## [INSTRUCTIONS FOR THE TASK]
Show every line of the items below that contains the string "lamp", matching case exactly.

-- start ENTRIES SHOWN --

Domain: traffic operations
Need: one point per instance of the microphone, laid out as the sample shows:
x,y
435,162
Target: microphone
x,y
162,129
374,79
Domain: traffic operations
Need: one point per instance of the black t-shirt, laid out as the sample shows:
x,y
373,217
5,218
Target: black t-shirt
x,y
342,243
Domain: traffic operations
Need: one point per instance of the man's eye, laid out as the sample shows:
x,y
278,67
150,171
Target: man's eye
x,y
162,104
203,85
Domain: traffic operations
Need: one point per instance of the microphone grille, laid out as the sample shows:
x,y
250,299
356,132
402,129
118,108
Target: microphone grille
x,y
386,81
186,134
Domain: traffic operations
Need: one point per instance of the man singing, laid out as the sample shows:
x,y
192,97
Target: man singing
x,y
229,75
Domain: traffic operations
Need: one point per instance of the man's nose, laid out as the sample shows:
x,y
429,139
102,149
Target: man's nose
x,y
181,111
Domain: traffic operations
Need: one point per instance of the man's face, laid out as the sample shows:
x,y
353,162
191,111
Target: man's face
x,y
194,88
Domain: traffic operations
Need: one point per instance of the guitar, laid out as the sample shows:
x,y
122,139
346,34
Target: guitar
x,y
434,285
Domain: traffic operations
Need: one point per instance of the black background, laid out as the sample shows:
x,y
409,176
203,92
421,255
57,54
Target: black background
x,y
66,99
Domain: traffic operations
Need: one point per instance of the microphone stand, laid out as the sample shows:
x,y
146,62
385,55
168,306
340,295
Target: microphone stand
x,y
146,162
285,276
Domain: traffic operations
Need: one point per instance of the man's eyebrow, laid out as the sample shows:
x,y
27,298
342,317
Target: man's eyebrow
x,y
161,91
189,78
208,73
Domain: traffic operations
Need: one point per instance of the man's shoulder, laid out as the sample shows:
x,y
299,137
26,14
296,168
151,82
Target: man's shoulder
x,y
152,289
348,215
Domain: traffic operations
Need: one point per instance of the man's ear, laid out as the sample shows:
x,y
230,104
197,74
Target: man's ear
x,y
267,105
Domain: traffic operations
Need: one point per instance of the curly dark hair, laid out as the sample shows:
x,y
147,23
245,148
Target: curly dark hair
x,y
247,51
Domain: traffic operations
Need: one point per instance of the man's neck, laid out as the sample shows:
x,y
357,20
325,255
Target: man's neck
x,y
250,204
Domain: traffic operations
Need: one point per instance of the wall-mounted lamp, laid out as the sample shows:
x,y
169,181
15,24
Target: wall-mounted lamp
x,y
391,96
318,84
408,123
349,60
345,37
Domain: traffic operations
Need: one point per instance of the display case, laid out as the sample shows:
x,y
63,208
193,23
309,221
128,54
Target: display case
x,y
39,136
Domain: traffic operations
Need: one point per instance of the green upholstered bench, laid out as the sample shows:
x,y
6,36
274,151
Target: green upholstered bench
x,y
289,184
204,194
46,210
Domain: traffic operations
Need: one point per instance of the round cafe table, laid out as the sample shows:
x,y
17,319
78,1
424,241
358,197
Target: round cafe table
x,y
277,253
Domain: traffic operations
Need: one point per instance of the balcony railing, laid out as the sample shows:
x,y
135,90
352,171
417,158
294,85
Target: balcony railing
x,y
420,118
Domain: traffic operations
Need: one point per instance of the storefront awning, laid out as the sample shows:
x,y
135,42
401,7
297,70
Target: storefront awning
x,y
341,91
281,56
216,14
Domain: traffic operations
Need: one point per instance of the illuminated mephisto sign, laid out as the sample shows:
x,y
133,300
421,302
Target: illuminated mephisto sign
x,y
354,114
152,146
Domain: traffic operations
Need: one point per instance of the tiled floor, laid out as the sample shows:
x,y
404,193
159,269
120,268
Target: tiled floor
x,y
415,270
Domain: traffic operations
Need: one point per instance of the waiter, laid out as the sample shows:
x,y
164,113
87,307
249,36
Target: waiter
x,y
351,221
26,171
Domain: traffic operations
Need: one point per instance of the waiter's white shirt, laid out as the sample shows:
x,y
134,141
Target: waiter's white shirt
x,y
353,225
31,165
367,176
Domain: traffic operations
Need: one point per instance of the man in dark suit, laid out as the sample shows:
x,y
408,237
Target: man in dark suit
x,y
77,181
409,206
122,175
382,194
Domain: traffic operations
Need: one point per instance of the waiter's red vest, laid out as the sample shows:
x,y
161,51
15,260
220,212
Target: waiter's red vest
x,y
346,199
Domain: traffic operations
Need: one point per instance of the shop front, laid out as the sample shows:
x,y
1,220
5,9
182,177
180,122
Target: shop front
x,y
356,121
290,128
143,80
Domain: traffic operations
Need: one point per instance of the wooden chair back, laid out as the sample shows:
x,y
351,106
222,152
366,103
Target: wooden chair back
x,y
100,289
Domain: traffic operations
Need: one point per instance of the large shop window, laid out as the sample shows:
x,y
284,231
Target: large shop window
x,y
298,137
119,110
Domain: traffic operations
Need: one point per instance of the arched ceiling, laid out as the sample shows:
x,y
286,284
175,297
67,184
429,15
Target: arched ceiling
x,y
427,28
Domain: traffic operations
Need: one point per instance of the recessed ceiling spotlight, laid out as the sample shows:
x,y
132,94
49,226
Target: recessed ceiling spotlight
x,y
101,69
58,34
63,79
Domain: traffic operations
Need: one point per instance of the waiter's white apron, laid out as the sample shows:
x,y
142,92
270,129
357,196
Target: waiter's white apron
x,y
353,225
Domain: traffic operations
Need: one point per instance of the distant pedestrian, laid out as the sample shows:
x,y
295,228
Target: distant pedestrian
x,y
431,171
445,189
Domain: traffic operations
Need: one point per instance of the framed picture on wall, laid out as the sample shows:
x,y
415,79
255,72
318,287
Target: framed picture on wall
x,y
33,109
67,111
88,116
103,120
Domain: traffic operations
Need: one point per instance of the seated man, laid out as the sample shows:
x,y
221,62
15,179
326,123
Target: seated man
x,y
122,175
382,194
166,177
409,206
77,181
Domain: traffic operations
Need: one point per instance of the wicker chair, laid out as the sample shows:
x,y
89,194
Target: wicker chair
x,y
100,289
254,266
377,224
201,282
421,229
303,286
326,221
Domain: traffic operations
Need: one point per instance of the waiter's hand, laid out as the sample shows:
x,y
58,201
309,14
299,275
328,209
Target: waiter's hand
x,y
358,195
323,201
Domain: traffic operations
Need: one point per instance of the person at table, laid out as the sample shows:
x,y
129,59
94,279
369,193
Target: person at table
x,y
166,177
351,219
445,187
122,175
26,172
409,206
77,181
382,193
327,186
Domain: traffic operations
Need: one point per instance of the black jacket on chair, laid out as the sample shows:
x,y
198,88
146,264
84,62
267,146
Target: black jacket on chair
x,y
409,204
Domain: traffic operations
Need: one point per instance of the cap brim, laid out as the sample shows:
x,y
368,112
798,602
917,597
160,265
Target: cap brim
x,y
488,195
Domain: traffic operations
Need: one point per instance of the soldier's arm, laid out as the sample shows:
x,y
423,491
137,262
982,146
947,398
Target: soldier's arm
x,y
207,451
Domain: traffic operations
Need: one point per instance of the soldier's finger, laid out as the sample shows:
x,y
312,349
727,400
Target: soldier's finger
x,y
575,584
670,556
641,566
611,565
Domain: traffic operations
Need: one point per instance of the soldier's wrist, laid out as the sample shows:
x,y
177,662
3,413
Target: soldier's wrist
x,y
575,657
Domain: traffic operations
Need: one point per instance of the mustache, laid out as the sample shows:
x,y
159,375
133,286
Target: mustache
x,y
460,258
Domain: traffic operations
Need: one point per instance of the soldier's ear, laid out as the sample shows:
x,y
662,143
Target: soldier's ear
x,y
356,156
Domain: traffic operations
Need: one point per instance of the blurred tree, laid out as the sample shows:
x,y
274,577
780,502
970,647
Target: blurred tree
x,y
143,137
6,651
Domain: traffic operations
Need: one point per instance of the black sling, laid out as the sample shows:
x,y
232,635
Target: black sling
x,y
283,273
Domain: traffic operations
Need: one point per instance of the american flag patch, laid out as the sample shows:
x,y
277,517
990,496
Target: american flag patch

-- end ENTRIES SHOWN --

## [SOLVED PROBLEM]
Need: one point per instance of the wall-mounted lamp, laid out as the sample shows:
Target: wall-mounted lamp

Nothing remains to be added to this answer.